● Problems and tasks
a - Answer these questions from the dialogue on energy transfer:
(i) What did old-fashioned light bulbs do that wasted thermal energy?
(ii) What happens to the rate of energy transfer by conduction as a material's thermal conductivity gets higher?
(iii) What trend in the world is given as the reason people keep coming up with more energy efficient ways of building things?
b - Reproduce the part of the dialogue on energy transfer between "JAMES: Well, we" and "to the surroundings.", inclusive.

== Text excerpt ==

ELLIE: So a lot of that energy is wasted during energy transfers, but does it have to be that way?

JAMES: Well, we can reduce the amount of energy wasted is the good news. So as the world becomes more environmentally friendly, people are always coming up with more energy efficient ways of building things. Especially when it comes to dissipated thermal energy. For example, an energy efficient light bulb is great.

ELLIE: When you switch on a light bulb, it gives you light energy. However, in the past, if you were to touch a bulb, which I really don't recommend you do, the old-fashioned bulbs used to get very, very hot.

JAMES: But that thermal energy is wasted because you don't need your light bulb to warm up the room. So inventors have created energy efficient light bulbs that transfer more of the energy usefully, so less energy is wasted as heat to the surroundings.

ELLIE: The higher the thermal conductivity of a material, the higher the rate of energy transfer by conduction across the material. So, the better a material is at conducting heat, the more energy that is transferred across it.

===
== Supplied data ==

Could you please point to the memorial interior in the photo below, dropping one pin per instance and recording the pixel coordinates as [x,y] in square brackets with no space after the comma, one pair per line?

===

● Solutions by task
a -
(i) They got very, very hot, which wasted thermal energy because a light bulb doesn't need to warm up the room.
(ii) The rate of energy transfer by conduction across the material gets higher.
(iii) The world is becoming more environmentally friendly.

b -
JAMES: Well, we can reduce the amount of energy wasted is the good news. So as the world becomes more environmentally friendly, people are always coming up with more energy efficient ways of building things. Especially when it comes to dissipated thermal energy. For example, an energy efficient light bulb is great.

ELLIE: When you switch on a light bulb, it gives you light energy. However, in the past, if you were to touch a bulb, which I really don't recommend you do, the old-fashioned bulbs used to get very, very hot.

JAMES: But that thermal energy is wasted because you don't need your light bulb to warm up the room. So inventors have created energy efficient light bulbs that transfer more of the energy usefully, so less energy is wasted as heat to the surroundings.